▶ **STATED TASK**
Find every line in the data below that contains the word "locomotive", and copy each one out.

Entries for labeling bounding boxes
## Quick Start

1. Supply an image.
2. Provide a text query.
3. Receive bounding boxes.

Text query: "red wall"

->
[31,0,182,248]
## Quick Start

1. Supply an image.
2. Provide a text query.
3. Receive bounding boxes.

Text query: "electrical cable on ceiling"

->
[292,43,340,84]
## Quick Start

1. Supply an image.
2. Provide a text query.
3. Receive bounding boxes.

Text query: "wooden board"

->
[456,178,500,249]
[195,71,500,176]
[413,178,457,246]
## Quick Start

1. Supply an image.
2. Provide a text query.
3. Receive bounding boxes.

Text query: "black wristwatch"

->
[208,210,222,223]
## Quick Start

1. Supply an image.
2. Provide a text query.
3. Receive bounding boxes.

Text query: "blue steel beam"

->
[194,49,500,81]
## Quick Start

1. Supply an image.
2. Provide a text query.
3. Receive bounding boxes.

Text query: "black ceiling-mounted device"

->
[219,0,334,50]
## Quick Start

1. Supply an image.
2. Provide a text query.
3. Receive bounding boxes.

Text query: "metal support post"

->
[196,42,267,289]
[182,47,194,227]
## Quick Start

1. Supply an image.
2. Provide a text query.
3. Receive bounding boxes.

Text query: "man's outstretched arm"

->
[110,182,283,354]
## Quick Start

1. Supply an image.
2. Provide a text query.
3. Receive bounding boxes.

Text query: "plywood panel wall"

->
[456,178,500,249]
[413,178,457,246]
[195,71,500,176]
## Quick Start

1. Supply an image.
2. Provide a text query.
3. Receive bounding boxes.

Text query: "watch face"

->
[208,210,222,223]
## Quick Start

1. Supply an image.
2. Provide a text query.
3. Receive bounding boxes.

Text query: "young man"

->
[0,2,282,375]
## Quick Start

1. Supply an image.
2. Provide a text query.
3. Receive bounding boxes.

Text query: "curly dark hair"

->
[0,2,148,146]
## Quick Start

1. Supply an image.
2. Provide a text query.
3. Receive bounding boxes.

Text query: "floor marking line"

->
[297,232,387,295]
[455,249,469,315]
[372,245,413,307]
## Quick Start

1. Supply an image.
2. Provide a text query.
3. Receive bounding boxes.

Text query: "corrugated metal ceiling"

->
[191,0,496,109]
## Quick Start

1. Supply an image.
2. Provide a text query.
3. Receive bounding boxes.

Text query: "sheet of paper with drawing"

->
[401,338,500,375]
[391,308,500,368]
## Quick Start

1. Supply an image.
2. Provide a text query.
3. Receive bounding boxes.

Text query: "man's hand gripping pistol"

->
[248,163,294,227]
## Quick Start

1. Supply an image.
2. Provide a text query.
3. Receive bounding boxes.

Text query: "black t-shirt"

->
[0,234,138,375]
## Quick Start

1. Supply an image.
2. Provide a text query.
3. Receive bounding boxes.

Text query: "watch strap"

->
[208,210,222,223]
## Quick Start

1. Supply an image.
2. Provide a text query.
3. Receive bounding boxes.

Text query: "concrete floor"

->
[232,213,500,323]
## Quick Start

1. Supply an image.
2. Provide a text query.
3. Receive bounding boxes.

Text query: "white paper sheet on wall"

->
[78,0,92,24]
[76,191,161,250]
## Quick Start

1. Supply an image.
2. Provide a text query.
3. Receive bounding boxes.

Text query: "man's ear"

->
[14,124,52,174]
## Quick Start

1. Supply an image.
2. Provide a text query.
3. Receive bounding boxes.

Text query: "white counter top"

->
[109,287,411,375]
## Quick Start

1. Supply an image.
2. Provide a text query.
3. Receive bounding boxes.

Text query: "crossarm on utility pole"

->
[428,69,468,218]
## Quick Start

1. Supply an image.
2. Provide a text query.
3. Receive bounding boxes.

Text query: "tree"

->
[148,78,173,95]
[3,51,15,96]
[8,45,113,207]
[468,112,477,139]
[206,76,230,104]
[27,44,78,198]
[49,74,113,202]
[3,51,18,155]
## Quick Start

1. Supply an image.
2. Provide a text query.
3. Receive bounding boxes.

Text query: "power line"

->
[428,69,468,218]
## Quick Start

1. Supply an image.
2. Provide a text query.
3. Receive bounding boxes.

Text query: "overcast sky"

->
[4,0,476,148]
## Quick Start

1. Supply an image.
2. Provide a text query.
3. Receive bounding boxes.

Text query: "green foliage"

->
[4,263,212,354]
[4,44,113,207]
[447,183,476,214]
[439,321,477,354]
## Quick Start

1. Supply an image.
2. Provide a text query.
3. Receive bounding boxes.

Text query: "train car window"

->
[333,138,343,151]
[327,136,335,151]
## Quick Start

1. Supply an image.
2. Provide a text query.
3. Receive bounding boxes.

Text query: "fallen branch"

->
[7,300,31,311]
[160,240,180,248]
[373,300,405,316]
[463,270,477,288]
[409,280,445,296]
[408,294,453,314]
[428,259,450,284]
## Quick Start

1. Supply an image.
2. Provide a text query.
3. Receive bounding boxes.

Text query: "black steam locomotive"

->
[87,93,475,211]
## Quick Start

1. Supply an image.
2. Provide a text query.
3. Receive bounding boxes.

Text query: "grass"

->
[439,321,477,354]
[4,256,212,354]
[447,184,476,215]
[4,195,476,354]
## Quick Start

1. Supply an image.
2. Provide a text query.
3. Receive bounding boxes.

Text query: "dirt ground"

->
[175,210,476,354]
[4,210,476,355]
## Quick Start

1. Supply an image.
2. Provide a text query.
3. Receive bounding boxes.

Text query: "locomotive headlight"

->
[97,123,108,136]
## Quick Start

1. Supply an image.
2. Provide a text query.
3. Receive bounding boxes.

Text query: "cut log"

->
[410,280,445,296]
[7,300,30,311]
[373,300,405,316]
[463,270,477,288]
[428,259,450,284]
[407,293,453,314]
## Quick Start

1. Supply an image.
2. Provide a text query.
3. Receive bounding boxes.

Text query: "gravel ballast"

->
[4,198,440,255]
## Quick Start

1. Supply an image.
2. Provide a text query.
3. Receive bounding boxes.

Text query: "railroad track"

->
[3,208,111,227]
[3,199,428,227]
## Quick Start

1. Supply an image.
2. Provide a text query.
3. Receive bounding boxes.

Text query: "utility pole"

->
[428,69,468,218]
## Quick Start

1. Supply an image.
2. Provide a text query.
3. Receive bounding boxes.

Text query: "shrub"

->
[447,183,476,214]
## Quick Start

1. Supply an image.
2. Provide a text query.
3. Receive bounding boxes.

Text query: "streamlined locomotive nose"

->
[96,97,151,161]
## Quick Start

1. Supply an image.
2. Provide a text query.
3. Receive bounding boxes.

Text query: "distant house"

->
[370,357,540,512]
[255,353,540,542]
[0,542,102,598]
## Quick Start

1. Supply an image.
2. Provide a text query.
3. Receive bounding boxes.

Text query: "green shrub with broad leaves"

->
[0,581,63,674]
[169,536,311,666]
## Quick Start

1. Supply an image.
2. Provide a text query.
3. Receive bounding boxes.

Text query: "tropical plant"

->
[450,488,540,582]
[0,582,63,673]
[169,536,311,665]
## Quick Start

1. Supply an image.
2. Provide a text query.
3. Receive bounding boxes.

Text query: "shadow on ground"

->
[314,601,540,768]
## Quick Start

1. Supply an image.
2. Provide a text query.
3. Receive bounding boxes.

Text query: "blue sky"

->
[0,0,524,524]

▶ **SOLVED PROBLEM**
Text query: "black steam locomotive"
Text query: "locomotive headlight"
Text query: "streamlined locomotive nose"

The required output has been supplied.